Wednesday, February 20, 2013

Greek Workers Strike Over Austerity Measures

Thousands of Greeks rally in anti-austerity strike

7:24am EST
By Renee Maltezou and Lefteris Papadimas

ATHENS (Reuters) - Tens of thousands of Greeks took to the streets of Athens on Wednesday during a nationwide strike against wage cuts and high taxes that kept ferries stuck in ports, schools shut and hospitals with only emergency staff.

Beating drums and chanting "Robbers, robbers!" more than 60,000 people marched to parliament in the biggest anti-austerity protest so far this year.

The two biggest labor unions brought much of crisis-hit Greece to a standstill during the 24-hour protest against policies which they say deepen the hardship of people struggling through the country's worst peacetime downturn.

Representing 2.5 million workers, the unions have gone on strike repeatedly since a debt crisis erupted in late 2009, testing the government's will to impose the painful conditions of an international bailout in the face of growing public anger.

"Today's strike is a new effort to get rid of the bailout deal and those who take advantage of the people and bring only misery," said Ilias Iliopoulos, secretary general of the ADEDY public sector union which organized the walkout with private sector union GSEE.

"A social explosion is very near," he told Reuters from a rally in a central Athens square, as police helicopters clattered overhead.

Prime Minister Antonis Samaras's eight-month-old coalition government has been eager to show it will implement reforms it promised the European Union and International Monetary Fund, which have bailed Athens out twice with over 200 billion euros.

It has taken a tough line on striking workers, invoking emergency laws twice this year to order seamen and subway workers back to their jobs after week-long walkouts that paralyzed public transport in Athens and led to food shortages on islands.

Labor unrest has picked up in recent weeks.

A visit by French President Francois Hollande in Athens on Tuesday went largely unreported as Greek journalists were on strike.

"Greece is making a huge effort to return to growth, to see better days, and when we're doing everything we can to attract investment, this image does nothing to help this effort," government spokesman Simos Kedikoglou told Greek radio.

RISING PRESSURE

In a sign it may be buckling under pressure, the government announced on Monday it would not fire almost 1,900 civil servants earmarked for possible dismissal, despite promising foreign lenders it would seek to cut the public payroll.

"The strike highlights the growing gap between the plight of ordinary Greeks and the demands of Greece's international creditors," said Martin Koehring, analyst at the Economist Intelligence Unit, forecasting more social unrest this year.

Greece secured bailout funds in December, ending months of uncertainty over the country's future in the euro zone, and analysts said this had created expectations among Greeks that things would improve for them personally.

"If these expectations are not satisfied by the summer, then whatever is left of the working class will respond with more protests," said Costas Panagopoulos, head of Alco pollsters.

Six years of recession and three of austerity have tripled the rate of unemployment to 27 percent. More than 60 percent of young workers are jobless.

Most business and public sector activity came to a halt with schoolteachers, train drivers and doctors among those joining the strike. Banks pulled down their shutters and ships stayed docked as seamen defied government orders to return to work.

"I'm on the brink of going hungry. My life is misery," said Eleni Nikolaou, 60, a civil servant who supports her unemployed brother on her reduced wage. "If this government had any dignity it would resign. I want them to leave, leave, leave."

**Dataset entries:**

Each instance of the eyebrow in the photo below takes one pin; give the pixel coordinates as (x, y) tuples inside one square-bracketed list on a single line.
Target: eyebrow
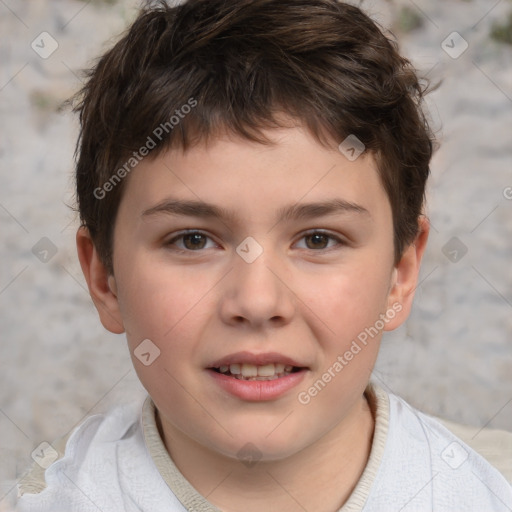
[(192, 208)]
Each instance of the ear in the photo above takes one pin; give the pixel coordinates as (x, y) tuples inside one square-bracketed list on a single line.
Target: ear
[(405, 277), (101, 284)]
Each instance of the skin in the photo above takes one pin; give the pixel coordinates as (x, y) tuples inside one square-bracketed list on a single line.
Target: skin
[(305, 297)]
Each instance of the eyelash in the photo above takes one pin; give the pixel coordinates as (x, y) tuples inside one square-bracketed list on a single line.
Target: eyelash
[(339, 241)]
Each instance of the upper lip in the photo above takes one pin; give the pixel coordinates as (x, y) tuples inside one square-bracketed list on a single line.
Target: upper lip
[(256, 359)]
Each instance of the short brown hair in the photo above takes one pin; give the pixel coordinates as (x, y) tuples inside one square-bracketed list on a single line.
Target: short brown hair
[(239, 63)]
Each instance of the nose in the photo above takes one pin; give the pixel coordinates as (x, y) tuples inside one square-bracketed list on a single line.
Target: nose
[(257, 293)]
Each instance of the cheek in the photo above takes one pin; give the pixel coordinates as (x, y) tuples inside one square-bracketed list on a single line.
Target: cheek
[(347, 300)]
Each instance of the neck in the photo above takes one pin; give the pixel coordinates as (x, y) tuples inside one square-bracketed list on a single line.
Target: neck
[(320, 477)]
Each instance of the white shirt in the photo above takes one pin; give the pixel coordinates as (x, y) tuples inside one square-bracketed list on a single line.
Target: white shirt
[(117, 461)]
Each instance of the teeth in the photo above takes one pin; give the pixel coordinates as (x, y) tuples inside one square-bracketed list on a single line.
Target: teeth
[(246, 371), (249, 370), (235, 369), (266, 371)]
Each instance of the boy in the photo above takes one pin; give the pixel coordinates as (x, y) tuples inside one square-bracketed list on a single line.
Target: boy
[(250, 180)]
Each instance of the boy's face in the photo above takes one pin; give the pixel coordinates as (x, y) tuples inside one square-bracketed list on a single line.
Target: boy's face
[(300, 290)]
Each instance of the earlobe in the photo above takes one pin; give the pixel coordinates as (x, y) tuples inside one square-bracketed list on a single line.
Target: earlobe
[(404, 279), (101, 284)]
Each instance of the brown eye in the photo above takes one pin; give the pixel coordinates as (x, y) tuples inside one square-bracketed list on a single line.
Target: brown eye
[(188, 242), (318, 240), (194, 241)]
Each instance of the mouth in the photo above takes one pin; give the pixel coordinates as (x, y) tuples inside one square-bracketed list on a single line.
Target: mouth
[(252, 372)]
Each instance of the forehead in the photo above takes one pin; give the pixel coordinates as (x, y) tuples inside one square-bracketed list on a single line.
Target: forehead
[(234, 174)]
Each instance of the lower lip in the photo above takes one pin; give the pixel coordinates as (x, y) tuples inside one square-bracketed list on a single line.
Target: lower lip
[(258, 390)]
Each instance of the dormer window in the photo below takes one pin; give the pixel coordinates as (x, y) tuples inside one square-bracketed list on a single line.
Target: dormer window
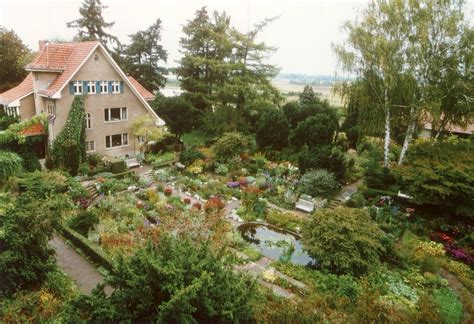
[(91, 87), (103, 87), (116, 87), (77, 87)]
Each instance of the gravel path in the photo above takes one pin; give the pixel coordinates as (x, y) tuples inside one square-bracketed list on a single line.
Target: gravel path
[(76, 266)]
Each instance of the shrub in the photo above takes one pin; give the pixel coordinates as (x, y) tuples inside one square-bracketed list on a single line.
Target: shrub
[(72, 156), (230, 145), (326, 157), (26, 256), (175, 280), (117, 166), (10, 164), (449, 306), (30, 162), (73, 130), (272, 130), (357, 201), (440, 174), (318, 183), (189, 155), (83, 222), (343, 240), (283, 220)]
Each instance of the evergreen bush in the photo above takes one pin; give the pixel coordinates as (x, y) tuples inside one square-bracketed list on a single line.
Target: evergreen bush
[(74, 130)]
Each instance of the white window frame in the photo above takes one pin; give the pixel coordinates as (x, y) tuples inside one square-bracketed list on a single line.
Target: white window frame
[(78, 87), (88, 121), (51, 109), (13, 111), (90, 87), (141, 139), (104, 87), (123, 140), (108, 115), (115, 86), (90, 146)]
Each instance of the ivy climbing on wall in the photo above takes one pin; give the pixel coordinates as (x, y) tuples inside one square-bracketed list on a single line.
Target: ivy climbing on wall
[(73, 134)]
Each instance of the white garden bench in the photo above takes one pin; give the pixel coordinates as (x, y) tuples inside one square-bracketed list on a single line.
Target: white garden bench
[(132, 163), (305, 204)]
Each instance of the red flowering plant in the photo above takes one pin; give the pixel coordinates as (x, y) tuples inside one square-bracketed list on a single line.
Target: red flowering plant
[(83, 202), (214, 203), (242, 181), (441, 237)]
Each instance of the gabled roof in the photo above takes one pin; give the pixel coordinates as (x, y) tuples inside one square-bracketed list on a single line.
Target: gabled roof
[(22, 90), (147, 95), (35, 129), (52, 57), (67, 57)]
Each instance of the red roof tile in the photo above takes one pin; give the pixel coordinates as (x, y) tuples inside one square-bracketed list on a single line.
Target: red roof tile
[(147, 95), (21, 90), (67, 57), (36, 129), (52, 57)]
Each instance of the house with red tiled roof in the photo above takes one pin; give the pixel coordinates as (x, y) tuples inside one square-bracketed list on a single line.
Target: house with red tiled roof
[(61, 71)]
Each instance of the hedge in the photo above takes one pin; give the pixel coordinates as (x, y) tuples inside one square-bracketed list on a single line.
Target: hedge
[(93, 252)]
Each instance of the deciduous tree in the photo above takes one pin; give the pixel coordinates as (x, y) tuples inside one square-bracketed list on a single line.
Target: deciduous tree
[(13, 58), (92, 25)]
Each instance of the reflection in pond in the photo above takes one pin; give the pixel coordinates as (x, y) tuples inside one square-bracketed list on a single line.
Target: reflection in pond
[(274, 243)]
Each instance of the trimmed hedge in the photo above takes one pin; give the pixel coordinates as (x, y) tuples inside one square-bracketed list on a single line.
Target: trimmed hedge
[(86, 247)]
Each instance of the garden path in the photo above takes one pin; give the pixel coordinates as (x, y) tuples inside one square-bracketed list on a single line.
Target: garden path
[(459, 288), (77, 267)]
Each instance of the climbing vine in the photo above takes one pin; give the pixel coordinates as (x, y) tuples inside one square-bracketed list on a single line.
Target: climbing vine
[(74, 131)]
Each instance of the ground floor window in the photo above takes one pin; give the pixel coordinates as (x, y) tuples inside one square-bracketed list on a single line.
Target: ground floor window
[(116, 140), (90, 146), (12, 111)]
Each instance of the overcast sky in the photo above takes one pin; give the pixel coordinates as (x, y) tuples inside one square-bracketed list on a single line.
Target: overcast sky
[(303, 34)]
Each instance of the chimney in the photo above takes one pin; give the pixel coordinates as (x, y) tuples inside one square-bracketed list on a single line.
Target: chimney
[(41, 44)]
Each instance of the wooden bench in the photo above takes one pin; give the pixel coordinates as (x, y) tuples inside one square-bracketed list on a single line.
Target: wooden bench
[(132, 163), (305, 204)]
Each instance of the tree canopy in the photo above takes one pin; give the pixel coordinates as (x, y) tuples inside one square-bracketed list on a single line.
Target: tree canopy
[(440, 174), (92, 25), (222, 66), (172, 280), (343, 240), (143, 57), (178, 113), (13, 58)]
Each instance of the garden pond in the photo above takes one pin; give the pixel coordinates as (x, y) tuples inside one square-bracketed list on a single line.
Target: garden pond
[(274, 242)]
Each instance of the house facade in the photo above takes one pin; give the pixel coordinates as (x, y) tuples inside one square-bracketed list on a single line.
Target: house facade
[(113, 100)]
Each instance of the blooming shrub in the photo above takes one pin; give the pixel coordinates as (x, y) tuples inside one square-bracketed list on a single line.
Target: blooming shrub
[(168, 192), (432, 249), (269, 275), (214, 203), (318, 183)]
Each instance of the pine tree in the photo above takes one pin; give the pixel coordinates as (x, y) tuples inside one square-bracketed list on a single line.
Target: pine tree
[(141, 58), (91, 25)]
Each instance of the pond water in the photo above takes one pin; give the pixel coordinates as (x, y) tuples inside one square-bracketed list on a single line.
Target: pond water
[(272, 242)]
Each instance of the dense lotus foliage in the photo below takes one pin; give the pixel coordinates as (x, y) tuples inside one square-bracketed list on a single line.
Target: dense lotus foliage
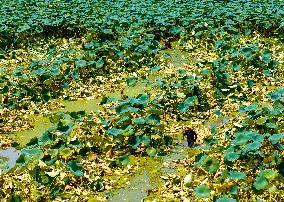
[(231, 92)]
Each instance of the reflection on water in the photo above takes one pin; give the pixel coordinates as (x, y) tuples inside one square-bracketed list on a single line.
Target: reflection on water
[(8, 158)]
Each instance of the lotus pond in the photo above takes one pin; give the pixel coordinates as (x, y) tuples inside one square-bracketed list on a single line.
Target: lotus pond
[(95, 97)]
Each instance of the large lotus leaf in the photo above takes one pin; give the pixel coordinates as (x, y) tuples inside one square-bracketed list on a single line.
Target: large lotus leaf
[(278, 94), (114, 131), (260, 183), (226, 199), (189, 102), (275, 138), (231, 154), (139, 121), (66, 152), (266, 55), (123, 160), (81, 63), (254, 146), (75, 168), (236, 175), (211, 165), (100, 63), (121, 109), (4, 90), (269, 174), (30, 155), (241, 139), (202, 191), (153, 119)]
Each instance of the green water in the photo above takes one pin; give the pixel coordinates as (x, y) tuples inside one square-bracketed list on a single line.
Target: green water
[(42, 122), (148, 177)]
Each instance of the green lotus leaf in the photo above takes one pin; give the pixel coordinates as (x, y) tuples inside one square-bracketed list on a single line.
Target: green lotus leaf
[(4, 90), (269, 174), (211, 165), (236, 175), (226, 199), (254, 146), (132, 81), (66, 152), (123, 160), (189, 102), (202, 191), (231, 154), (275, 138), (260, 183), (139, 121), (241, 138), (153, 119), (151, 152), (114, 131), (100, 63)]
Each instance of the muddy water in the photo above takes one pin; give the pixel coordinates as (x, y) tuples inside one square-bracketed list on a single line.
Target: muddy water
[(8, 159), (140, 185)]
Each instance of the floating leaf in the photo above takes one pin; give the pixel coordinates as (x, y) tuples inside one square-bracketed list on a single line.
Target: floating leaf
[(231, 155), (123, 160), (235, 175), (260, 183), (100, 63), (202, 191), (269, 174), (211, 165), (75, 168), (151, 152), (187, 180), (4, 90), (275, 138), (81, 63), (114, 131), (226, 199)]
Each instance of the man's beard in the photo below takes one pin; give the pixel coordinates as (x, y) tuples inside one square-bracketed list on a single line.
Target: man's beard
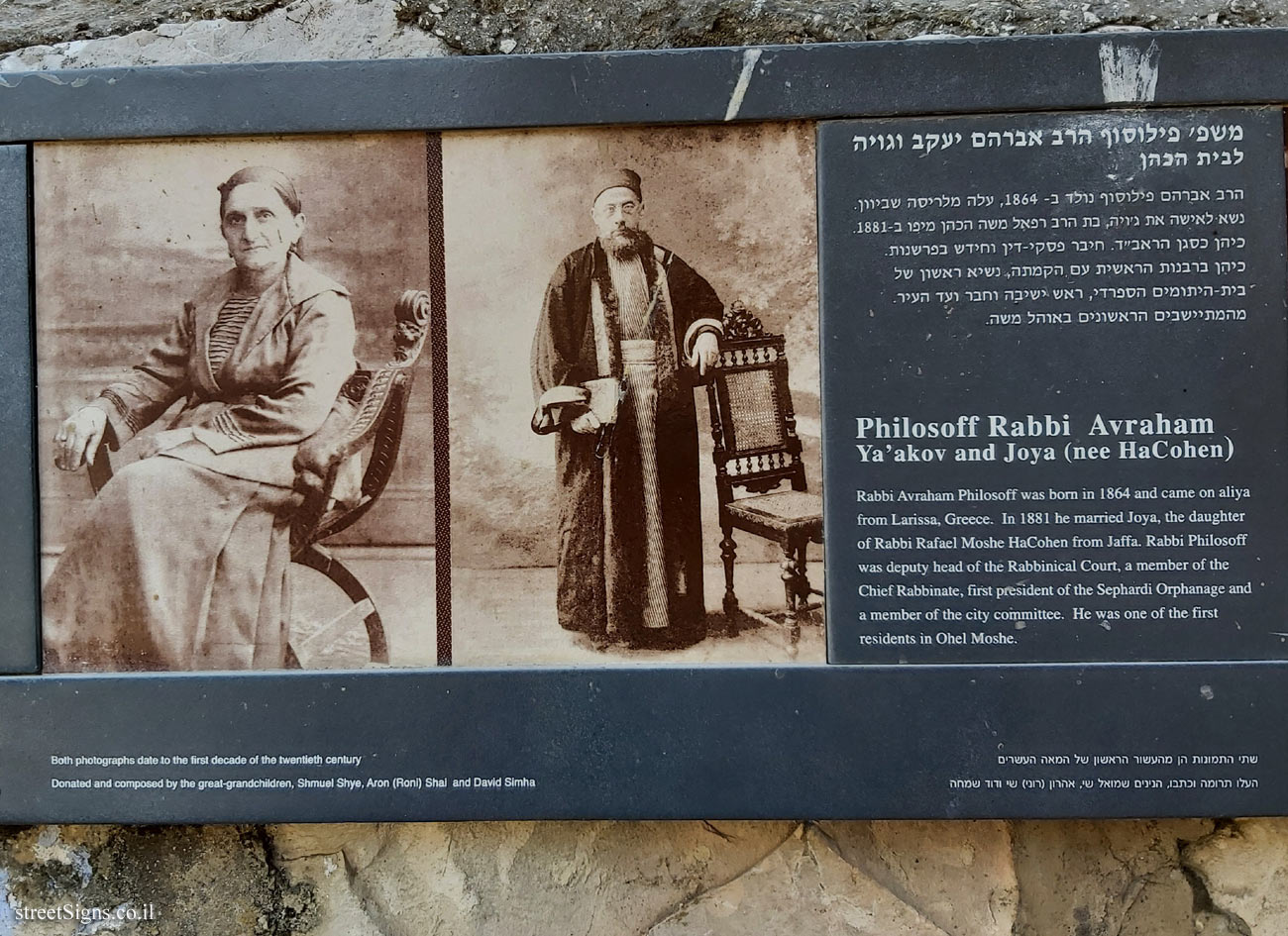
[(626, 243)]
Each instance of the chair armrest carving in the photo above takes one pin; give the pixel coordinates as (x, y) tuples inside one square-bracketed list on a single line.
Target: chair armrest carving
[(370, 407)]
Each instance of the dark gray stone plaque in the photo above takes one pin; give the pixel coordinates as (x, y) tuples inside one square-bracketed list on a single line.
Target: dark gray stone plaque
[(1055, 382)]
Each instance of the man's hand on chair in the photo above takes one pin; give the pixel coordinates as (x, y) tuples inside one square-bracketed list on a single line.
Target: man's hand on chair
[(706, 352)]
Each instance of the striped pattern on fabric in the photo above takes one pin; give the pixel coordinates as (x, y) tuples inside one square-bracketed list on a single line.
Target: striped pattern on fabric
[(630, 283), (639, 360), (228, 326)]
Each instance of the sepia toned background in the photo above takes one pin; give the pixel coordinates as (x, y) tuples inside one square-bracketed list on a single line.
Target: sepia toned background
[(737, 204), (128, 231)]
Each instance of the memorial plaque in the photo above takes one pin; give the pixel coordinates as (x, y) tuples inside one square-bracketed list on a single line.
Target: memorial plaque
[(688, 326), (1054, 369)]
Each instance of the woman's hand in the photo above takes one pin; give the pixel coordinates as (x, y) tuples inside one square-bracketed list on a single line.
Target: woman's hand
[(78, 437)]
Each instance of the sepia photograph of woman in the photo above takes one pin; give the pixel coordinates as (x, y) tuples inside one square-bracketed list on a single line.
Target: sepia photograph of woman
[(258, 360), (181, 561)]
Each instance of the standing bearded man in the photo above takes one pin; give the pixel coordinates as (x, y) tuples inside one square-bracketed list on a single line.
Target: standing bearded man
[(626, 322)]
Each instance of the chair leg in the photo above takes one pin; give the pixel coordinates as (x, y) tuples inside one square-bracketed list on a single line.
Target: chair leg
[(334, 570), (803, 573), (728, 553), (791, 588)]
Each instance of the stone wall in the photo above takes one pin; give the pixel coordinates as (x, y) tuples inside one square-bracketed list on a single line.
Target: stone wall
[(881, 879)]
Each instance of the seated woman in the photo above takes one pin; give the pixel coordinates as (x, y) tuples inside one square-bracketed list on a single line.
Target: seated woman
[(181, 561)]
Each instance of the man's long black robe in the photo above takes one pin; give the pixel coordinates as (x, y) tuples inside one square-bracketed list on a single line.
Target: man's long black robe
[(601, 575)]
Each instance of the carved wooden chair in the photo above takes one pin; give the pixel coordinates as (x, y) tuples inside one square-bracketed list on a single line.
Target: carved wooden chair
[(372, 411), (756, 450)]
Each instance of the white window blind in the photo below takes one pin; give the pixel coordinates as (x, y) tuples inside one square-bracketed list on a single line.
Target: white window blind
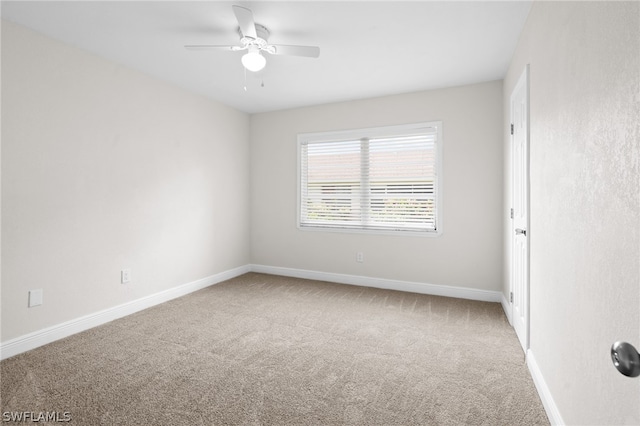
[(383, 179)]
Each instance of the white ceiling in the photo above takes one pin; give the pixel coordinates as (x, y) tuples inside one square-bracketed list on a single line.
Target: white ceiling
[(367, 48)]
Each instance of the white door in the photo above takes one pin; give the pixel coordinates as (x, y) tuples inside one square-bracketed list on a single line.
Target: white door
[(520, 212)]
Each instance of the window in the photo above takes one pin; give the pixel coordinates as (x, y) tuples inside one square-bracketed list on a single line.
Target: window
[(382, 179)]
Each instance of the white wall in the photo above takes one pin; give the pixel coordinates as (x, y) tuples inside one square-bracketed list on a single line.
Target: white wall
[(468, 253), (104, 168), (585, 201)]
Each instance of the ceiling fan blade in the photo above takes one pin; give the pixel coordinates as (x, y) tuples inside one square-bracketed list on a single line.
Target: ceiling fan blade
[(245, 20), (212, 47), (308, 51)]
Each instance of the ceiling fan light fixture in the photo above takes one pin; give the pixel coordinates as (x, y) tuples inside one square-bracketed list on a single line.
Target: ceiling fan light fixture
[(253, 60)]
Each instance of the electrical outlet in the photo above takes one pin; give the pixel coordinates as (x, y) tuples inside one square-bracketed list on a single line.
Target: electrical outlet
[(35, 298)]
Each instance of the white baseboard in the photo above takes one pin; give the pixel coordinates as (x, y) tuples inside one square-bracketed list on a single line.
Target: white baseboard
[(59, 331), (543, 390), (506, 306), (413, 287)]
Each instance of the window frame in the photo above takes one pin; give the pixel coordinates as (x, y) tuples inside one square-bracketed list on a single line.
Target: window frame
[(372, 133)]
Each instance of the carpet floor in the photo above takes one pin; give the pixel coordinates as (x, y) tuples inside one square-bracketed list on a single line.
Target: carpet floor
[(263, 349)]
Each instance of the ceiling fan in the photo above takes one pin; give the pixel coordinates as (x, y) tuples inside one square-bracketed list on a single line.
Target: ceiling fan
[(254, 39)]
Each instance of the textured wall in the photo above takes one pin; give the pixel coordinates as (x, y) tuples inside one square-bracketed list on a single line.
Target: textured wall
[(104, 168), (467, 254), (585, 201)]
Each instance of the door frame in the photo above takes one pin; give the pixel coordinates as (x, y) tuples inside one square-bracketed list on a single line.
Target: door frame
[(522, 84)]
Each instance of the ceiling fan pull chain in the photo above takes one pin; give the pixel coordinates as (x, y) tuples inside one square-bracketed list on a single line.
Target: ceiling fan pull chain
[(245, 79)]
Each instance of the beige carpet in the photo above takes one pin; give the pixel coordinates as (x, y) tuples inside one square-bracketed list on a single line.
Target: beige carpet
[(261, 349)]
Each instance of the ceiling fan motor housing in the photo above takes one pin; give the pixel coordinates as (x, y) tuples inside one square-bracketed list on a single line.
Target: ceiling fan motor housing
[(261, 31)]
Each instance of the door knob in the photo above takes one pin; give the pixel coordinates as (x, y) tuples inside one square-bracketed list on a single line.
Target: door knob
[(626, 359)]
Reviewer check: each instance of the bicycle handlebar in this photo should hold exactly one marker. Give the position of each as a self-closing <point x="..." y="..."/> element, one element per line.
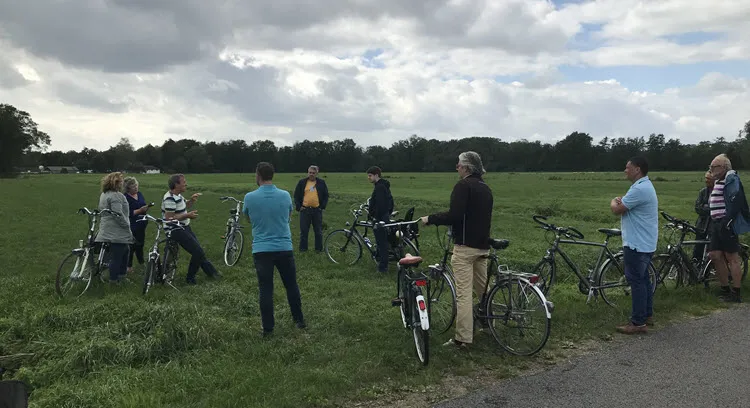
<point x="382" y="224"/>
<point x="84" y="210"/>
<point x="569" y="232"/>
<point x="677" y="222"/>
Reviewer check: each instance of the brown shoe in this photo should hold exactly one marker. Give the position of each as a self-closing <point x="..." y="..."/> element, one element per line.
<point x="630" y="328"/>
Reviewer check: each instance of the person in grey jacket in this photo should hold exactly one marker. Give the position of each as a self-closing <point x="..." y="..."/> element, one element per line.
<point x="704" y="216"/>
<point x="113" y="229"/>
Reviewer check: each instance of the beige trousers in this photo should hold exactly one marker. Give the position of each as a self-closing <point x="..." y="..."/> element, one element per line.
<point x="469" y="269"/>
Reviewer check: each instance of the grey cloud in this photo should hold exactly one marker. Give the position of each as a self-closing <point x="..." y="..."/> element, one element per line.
<point x="10" y="77"/>
<point x="114" y="36"/>
<point x="75" y="94"/>
<point x="257" y="95"/>
<point x="152" y="36"/>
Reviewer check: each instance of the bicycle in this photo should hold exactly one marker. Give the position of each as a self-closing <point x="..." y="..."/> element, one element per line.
<point x="415" y="310"/>
<point x="677" y="267"/>
<point x="603" y="279"/>
<point x="521" y="306"/>
<point x="90" y="258"/>
<point x="235" y="240"/>
<point x="157" y="269"/>
<point x="337" y="242"/>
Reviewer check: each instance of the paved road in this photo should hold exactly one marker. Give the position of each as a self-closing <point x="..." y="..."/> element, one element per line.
<point x="700" y="363"/>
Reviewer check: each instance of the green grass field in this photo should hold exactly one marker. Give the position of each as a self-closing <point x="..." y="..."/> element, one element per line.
<point x="201" y="347"/>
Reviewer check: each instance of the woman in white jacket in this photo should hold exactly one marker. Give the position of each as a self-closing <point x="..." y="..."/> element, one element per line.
<point x="113" y="229"/>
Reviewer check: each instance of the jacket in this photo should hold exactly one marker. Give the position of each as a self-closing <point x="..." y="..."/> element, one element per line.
<point x="703" y="210"/>
<point x="738" y="214"/>
<point x="113" y="229"/>
<point x="470" y="213"/>
<point x="320" y="185"/>
<point x="381" y="201"/>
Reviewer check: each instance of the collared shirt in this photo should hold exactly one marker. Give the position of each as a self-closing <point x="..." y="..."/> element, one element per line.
<point x="269" y="209"/>
<point x="310" y="199"/>
<point x="640" y="224"/>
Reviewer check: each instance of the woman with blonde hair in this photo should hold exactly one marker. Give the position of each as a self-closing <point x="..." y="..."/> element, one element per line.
<point x="137" y="207"/>
<point x="115" y="230"/>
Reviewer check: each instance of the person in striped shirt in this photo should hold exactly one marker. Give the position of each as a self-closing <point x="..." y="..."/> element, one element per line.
<point x="729" y="219"/>
<point x="174" y="207"/>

**What to work on:**
Which two unions organized the walkout, according to the article on the Greek anti-austerity strike?

**Exercise result:**
The ADEDY public sector union and the GSEE private sector union.